Man walking on a trail with walking sticks

I had initially titled this post “Back to School” but that didn’t quite sit right with me. The thought of going backwards instead of forwards seems negative. Maybe it has something to do with my turning thirty in the not-too-distant past. The clock is ticking. Tick Tock. But it could also be a final realisation that I tend to get caught in a cycle of events. Write a book. Edit that book. Endure the nervysubmission process. Wait. Get rejected. Lather, Rinse, Repeat.

Ten years ago, I was on Curtis Brown Creative’s inaugural Online Writing for Children’s course. For some unknown reason I went through the next decade with the belief that it was almost enough to get me published. Of course, my writing was getting better. Improving day by day, word by word, but maybe not quite good enough.

Now I have taken the decision to go back to school. No, not back to school, to take a step forward. I have enrolled in The Golden Egg Academy’s 12 week Write Your Successful Children’s Novel course led by Imogen Cooper. The wonderful thing about the Golden Egg Academy is that it focuses on writing for children is led by award-winning editors with industry experience. It’s peeling back that curtain. Getting your foot in the door

To say I’m excited is an understatement. As part of being caught in the cycle, I forgot how to take a positive step forward. I forgot how to push to make my dream become a reality. And finally, I’ve snapped out of it and this course is a massive step in the right direction.

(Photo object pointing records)

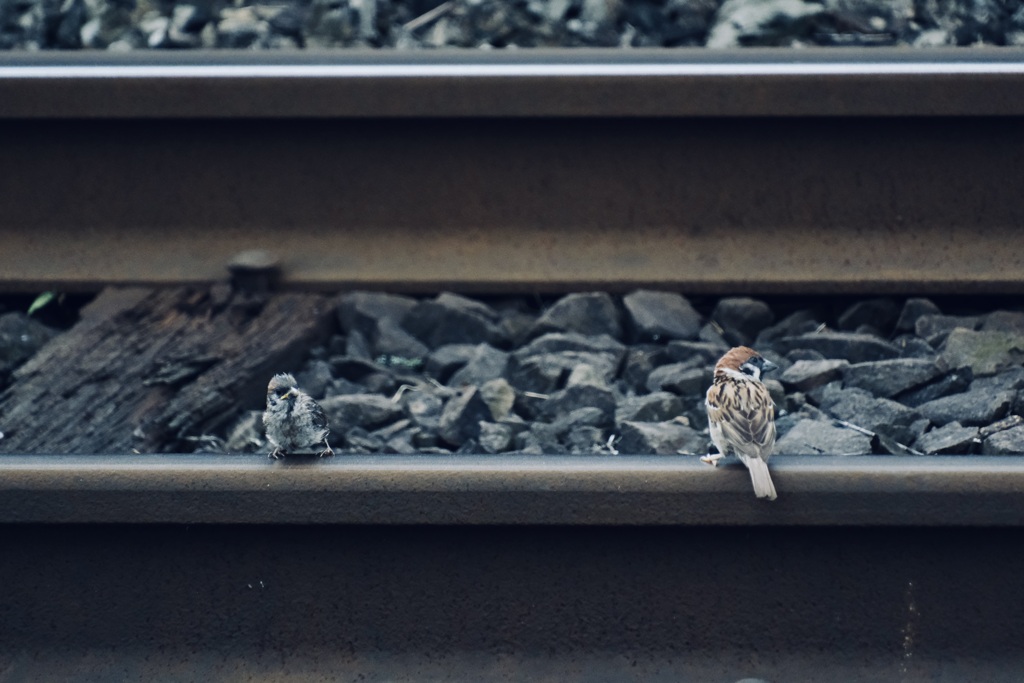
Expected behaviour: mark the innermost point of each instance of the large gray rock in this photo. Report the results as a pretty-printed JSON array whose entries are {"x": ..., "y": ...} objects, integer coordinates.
[
  {"x": 364, "y": 311},
  {"x": 952, "y": 438},
  {"x": 879, "y": 313},
  {"x": 813, "y": 436},
  {"x": 970, "y": 408},
  {"x": 769, "y": 23},
  {"x": 935, "y": 329},
  {"x": 794, "y": 325},
  {"x": 742, "y": 318},
  {"x": 913, "y": 309},
  {"x": 580, "y": 395},
  {"x": 660, "y": 438},
  {"x": 586, "y": 313},
  {"x": 444, "y": 360},
  {"x": 452, "y": 318},
  {"x": 680, "y": 379},
  {"x": 879, "y": 415},
  {"x": 484, "y": 365},
  {"x": 952, "y": 382},
  {"x": 546, "y": 373},
  {"x": 361, "y": 410},
  {"x": 460, "y": 421},
  {"x": 888, "y": 378},
  {"x": 657, "y": 407},
  {"x": 1007, "y": 442},
  {"x": 806, "y": 375},
  {"x": 1005, "y": 321},
  {"x": 654, "y": 315},
  {"x": 984, "y": 352},
  {"x": 500, "y": 397},
  {"x": 695, "y": 352},
  {"x": 847, "y": 345}
]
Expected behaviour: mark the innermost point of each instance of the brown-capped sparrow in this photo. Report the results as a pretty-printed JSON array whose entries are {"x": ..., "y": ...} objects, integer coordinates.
[
  {"x": 741, "y": 415},
  {"x": 295, "y": 423}
]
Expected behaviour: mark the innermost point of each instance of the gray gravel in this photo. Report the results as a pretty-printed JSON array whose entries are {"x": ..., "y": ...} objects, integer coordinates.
[{"x": 131, "y": 25}]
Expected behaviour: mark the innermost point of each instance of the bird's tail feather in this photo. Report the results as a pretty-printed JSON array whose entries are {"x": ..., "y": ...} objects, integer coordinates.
[{"x": 761, "y": 478}]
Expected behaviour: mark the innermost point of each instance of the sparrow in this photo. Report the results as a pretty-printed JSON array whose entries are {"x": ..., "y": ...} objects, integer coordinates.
[
  {"x": 741, "y": 415},
  {"x": 294, "y": 422}
]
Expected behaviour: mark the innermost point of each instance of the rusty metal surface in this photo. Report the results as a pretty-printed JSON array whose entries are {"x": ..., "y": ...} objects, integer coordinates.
[
  {"x": 751, "y": 205},
  {"x": 573, "y": 83},
  {"x": 518, "y": 491},
  {"x": 510, "y": 603}
]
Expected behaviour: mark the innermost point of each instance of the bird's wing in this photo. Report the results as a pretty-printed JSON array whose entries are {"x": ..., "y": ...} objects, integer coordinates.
[
  {"x": 316, "y": 415},
  {"x": 745, "y": 415}
]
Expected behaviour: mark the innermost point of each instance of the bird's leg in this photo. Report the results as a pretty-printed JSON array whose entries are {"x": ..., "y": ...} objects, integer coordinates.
[{"x": 712, "y": 459}]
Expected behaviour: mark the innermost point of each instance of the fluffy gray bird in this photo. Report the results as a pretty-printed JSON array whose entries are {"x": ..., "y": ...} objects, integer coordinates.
[{"x": 295, "y": 423}]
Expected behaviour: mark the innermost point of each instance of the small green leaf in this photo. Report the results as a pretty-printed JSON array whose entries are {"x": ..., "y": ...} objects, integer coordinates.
[{"x": 41, "y": 301}]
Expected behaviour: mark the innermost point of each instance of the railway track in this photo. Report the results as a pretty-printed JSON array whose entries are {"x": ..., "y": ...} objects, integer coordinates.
[{"x": 795, "y": 173}]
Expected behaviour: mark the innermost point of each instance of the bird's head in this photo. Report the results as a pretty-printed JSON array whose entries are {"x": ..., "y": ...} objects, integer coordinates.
[
  {"x": 282, "y": 387},
  {"x": 747, "y": 361}
]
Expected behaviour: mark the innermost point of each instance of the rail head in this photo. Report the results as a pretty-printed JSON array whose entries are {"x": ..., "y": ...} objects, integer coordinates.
[
  {"x": 586, "y": 83},
  {"x": 510, "y": 491}
]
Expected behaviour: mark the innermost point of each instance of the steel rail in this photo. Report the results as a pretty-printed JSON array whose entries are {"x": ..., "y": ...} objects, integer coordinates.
[
  {"x": 534, "y": 83},
  {"x": 815, "y": 172},
  {"x": 518, "y": 491}
]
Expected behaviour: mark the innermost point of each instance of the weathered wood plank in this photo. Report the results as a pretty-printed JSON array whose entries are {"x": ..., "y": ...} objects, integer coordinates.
[{"x": 146, "y": 369}]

** SET PROBLEM A **
In the writing-course post, who leads the 12-week Write Your Successful Children's Novel course?
** SET PROBLEM B **
Resume the writing-course post from the point where it stops.
The rows are separate material, unrelated to the writing-course post.

** RESPONSE A **
Imogen Cooper leads it.

** RESPONSE B **
I am under no illusions that simply by enrolling on this course I will suddenly make the grade and get published. I realise that having it listed on a cover letter will not be enough in itself to turn an agent’s head. It will require hard work, self-revision and no small amount of learning. And they are all things I am prepared to do.

I am most excited about comparing how my current work (which I do think is strong yet has been rejected by numerous agents) stacks up against Imogen Cooper’s teachings. Where have I done the right thing? Where does my story fall short? What’s lacking? What is it exactly that is holding me and my work back from becoming a success?

The answers may become evident throughout the duration of the course. They may not. Either way, it’s my job to find them and I’m confident that even if the Golden Egg Academy isn’t the solution, it is most definitely a positive step in the journey.

Quality teaching, experienced professionals, a whole host of likeminded children’s book aficionados. The future is bright.